Point-based annotation data =>
==============================

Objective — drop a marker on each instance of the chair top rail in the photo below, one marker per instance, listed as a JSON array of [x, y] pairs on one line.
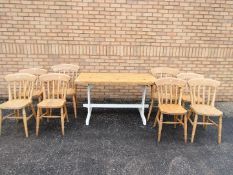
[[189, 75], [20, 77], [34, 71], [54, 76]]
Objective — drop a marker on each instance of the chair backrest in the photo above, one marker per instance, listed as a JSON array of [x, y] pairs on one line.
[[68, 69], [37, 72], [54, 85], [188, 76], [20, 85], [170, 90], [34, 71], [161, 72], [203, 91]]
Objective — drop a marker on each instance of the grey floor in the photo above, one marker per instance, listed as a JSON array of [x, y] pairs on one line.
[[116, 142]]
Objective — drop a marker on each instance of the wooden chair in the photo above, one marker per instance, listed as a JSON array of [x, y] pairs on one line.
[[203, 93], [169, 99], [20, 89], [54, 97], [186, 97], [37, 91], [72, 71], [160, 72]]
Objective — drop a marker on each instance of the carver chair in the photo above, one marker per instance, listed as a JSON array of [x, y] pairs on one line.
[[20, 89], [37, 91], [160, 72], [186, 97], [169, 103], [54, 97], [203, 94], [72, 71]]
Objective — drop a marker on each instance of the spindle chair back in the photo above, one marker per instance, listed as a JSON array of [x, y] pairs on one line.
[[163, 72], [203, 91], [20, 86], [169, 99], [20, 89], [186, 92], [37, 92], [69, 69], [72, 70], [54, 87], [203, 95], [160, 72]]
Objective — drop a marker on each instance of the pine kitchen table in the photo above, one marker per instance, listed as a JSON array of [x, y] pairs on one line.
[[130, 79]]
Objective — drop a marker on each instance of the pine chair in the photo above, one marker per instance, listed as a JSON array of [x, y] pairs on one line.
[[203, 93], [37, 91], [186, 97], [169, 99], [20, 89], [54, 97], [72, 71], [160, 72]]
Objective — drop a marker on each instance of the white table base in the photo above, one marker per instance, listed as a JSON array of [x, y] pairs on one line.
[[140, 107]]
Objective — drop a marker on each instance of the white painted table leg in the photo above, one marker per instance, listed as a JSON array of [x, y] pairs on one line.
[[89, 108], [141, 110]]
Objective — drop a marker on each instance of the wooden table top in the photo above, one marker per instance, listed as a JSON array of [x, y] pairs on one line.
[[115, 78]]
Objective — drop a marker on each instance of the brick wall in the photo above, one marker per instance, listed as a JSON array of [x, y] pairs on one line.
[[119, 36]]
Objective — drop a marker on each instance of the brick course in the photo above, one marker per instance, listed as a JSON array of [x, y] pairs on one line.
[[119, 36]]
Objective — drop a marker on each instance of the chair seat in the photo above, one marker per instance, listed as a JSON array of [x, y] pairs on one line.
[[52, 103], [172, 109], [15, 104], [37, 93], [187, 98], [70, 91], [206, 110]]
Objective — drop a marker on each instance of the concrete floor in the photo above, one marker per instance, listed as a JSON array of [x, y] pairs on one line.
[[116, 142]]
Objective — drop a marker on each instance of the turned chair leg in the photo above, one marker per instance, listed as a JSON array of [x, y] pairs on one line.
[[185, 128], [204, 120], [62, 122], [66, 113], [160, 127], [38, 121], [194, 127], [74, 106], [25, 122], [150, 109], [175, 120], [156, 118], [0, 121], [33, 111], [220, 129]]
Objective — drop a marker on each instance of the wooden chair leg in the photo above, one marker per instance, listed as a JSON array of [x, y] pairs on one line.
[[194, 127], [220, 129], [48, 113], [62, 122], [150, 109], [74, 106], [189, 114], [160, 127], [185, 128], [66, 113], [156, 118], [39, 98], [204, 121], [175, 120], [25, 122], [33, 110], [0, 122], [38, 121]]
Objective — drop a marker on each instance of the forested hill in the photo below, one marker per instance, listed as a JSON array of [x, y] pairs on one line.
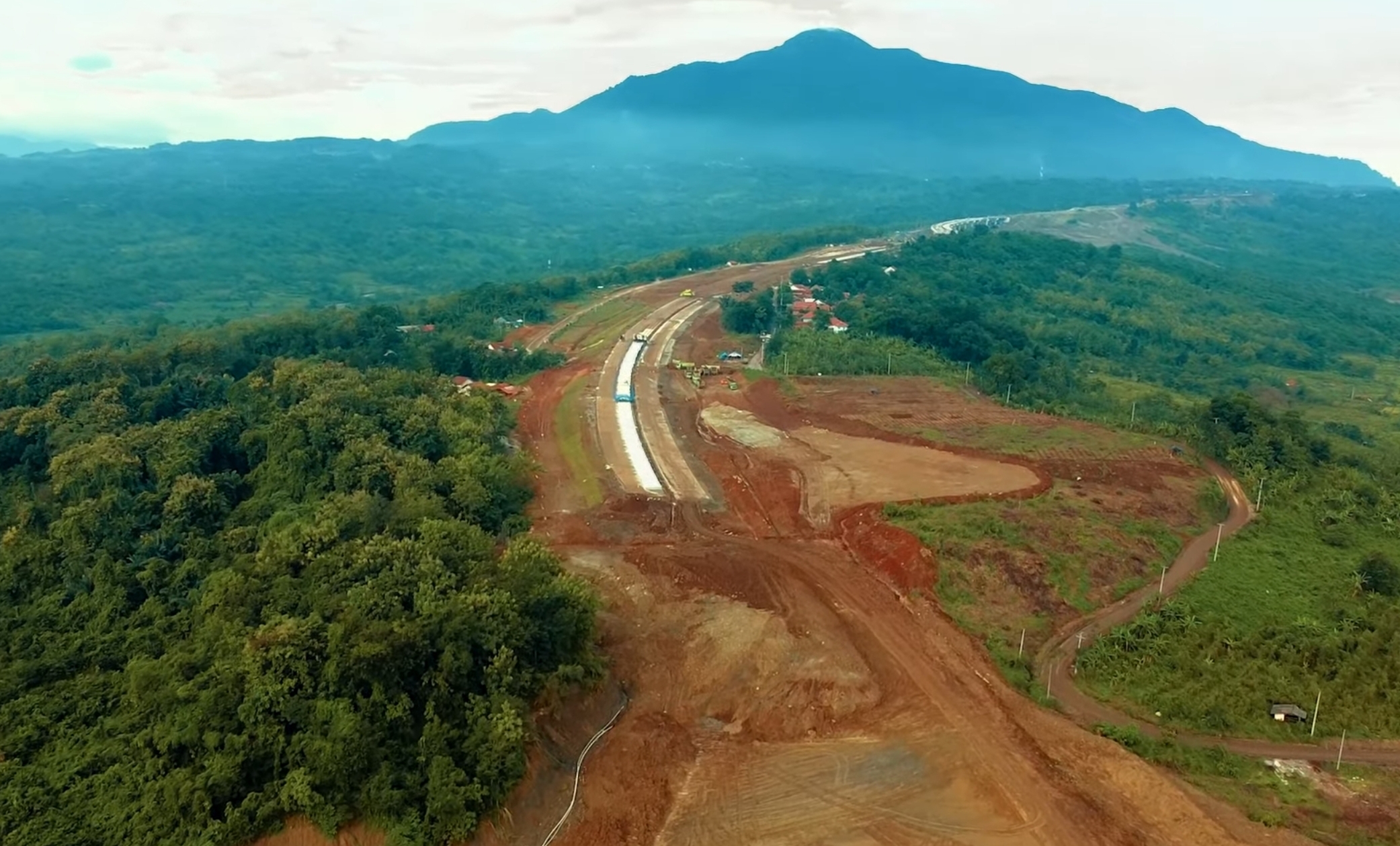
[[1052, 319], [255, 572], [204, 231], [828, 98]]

==============================

Short exercise => Rewrite the entries from the line with "Objective — drop a marker on each instance of the spindle" up to and including the line with "91], [206, 110]]", keeping the requests as they are but multiplying every point coordinate in the answers by 0.85 and rounding each to a whole number, with halves rounded up.

Written reply =>
Objective — drop a marker on each instance of the spindle chair back in the photo above, one marker per instance, listed as a JSON array of [x, y] pairs on one line.
[[139, 61], [173, 77], [17, 73], [144, 84], [17, 76], [158, 78], [31, 78], [59, 59], [61, 60], [46, 74], [173, 81], [136, 61]]
Objective — drop a marker on each instance of the pine kitchen table in the photo above, one marker per instance, listed as a JSON array of [x, y] pairs on one line.
[[111, 67]]
Objective — drop a marker on each instance of the pine chair in the photo above, one marker per instance, listed as a JSON array of [x, y] pairs on one line.
[[173, 79], [31, 77], [158, 82], [144, 84], [17, 76], [46, 82], [61, 60], [136, 61]]
Objective — drop a marker on each instance of the white table base in the photo above, one marker per instance, listed as a JSON array of [x, y] pairs on one line.
[[119, 91]]
Objective — drop a marker on each instance of the white painted table leg in the photo above, one marker per instance, listed as a JSON array of [x, y] pairs on one line.
[[76, 92], [120, 94]]
Objective — drop a marker on each instance of the wooden table top in the photo above, one marker per instance, listed as a JSON array of [x, y] pairs on one line.
[[98, 66]]
Objective — drop a marker on each instance of the brick wall in the photo above, one marker per instance, listed as a JSON array of [x, y] pairs on one line.
[[101, 31]]
Objective — drop a marker on each instance of the brick course in the photo above, one marker per instance, listed as a JSON array of [x, y] pairs on one line.
[[101, 31]]
Objective — drop a marker on each instance of the chair seat in the photo above, one marker per instance, listed as a JSON array of [x, y] pairs on one line.
[[44, 88], [146, 93], [13, 88], [31, 79], [159, 83], [60, 77], [175, 94]]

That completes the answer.